**Exercise text**

┄┄┄┄┄┄

Lifelong learning with the metaverse

Tuesday, December 27, 2022

Imagine having access to the most talented teachers, irrespective of where you live or your financial circumstances, or collaborating with colleagues remotely via 3D avatars. Researchers at MBZUAI’s Metaverse Lab are developing next-generation AI algorithms to create photorealistic virtual humans, digitize dynamic environments, and create 2D and spatial content.

But that’s just the start. Hao Li, Associate Professor of Computer Vision, and Director of MBZUAI Metaverse Lab says that, in the future, we will learn about history and other cultures by experiencing certain past events as if we were there.

Li works at the intersection between computer vision, computer graphics, and machine learning, with focus on virtual humans, reality capture, and AI synthesis. His goal is to enable new AI and immersive technologies that can make the concept of the metaverse possible, and enhance our lives with digital experiences that are otherwise not possible in the physical world. He is also developing tools to prevent new forms of cyberthreats such as deepfakes used for disinformation campaigns or harassment.

┄┄┄┄┄┄

Data for pointing to regions:
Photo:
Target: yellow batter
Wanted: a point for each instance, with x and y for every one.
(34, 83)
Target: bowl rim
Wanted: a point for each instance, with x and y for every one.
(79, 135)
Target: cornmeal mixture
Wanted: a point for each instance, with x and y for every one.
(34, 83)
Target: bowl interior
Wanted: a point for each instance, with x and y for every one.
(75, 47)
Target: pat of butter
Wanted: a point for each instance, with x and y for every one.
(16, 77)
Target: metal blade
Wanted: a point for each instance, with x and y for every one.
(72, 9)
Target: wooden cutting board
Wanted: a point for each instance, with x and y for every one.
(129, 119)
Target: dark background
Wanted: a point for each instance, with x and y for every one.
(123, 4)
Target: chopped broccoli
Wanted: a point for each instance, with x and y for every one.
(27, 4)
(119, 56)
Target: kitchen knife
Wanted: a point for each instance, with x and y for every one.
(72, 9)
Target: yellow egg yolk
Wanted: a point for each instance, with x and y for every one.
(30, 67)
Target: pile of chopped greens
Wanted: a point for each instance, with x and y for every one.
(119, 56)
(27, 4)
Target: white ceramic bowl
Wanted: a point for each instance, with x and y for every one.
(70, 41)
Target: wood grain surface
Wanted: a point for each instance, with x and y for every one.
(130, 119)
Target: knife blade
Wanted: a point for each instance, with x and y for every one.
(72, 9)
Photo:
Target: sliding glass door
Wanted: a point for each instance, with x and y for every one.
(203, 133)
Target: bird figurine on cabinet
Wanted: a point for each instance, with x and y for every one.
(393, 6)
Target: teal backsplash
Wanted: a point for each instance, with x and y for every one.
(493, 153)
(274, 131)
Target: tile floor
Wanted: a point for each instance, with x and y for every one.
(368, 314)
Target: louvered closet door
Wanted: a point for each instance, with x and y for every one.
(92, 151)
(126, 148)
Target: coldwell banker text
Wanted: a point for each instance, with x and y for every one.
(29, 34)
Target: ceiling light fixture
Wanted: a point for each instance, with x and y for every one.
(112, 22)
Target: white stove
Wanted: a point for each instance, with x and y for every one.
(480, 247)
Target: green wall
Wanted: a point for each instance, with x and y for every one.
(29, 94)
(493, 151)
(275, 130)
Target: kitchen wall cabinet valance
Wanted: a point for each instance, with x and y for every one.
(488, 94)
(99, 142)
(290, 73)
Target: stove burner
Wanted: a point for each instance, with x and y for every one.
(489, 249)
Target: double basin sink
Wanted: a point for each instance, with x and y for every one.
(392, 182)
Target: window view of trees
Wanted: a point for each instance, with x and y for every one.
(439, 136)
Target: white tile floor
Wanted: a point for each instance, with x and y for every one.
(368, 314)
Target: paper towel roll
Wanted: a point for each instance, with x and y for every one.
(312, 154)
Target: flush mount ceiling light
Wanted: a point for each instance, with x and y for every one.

┄┄┄┄┄┄

**Exercise prompt**
Can you carry on the article about lifelong learning with the metaverse, picking up after its final sentence? This data has nothing to do with the metaverse article.

**Result for this exercise**
As well as being a faculty member at MBZUAI, Li is CEO and co-founder of Pinscreen, a startup that builds cutting edge AI-driven virtual avatar technologies. He was previously a Distinguished Fellow of the Computer Vision Group at UC Berkeley and Associate Professor of Computer Science at the University of Southern California, a visiting professor at Weta Digital, a research lead at Industrial Light & Magic / Lucasfilm, and a postdoctoral fellow at Columbia and Princeton universities. He was speaker at the World Economic Forum in Davos in 2020 and exhibited at SXSW in 2022.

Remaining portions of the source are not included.